*INSTRUCTIONS FOR THE TASK*:
State how many lines in the rows below contain the word "american", giving only the number.

[Entries from a point annotation dataset]
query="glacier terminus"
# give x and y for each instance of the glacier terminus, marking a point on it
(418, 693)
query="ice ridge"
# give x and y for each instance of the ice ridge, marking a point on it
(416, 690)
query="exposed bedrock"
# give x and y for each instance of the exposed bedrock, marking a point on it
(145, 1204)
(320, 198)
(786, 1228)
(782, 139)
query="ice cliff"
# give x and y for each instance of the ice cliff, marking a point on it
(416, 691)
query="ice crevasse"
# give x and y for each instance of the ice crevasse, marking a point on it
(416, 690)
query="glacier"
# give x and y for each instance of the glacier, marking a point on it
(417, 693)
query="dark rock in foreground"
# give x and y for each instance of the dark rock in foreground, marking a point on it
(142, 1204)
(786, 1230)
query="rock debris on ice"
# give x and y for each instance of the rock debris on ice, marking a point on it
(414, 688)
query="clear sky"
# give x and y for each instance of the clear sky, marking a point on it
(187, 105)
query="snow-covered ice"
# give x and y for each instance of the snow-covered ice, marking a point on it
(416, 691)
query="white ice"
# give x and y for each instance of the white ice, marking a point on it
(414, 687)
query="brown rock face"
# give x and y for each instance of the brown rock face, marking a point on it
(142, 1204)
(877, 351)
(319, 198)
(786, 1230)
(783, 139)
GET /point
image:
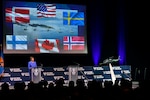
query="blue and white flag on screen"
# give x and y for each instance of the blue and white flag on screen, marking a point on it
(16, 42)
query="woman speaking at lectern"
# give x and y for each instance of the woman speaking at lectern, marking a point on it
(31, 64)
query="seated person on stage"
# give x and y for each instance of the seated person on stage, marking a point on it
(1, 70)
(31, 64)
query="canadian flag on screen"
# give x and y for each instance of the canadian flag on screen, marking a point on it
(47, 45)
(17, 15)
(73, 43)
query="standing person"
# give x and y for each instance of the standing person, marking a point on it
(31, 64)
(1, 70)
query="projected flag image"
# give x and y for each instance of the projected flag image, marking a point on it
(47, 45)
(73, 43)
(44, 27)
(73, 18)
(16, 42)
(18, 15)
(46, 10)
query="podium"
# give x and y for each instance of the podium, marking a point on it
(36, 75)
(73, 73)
* * *
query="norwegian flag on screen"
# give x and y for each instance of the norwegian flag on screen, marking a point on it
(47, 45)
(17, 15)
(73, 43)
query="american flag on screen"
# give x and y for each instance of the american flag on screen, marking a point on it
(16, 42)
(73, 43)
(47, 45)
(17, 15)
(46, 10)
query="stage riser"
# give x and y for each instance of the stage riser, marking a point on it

*FINISHED EXERCISE*:
2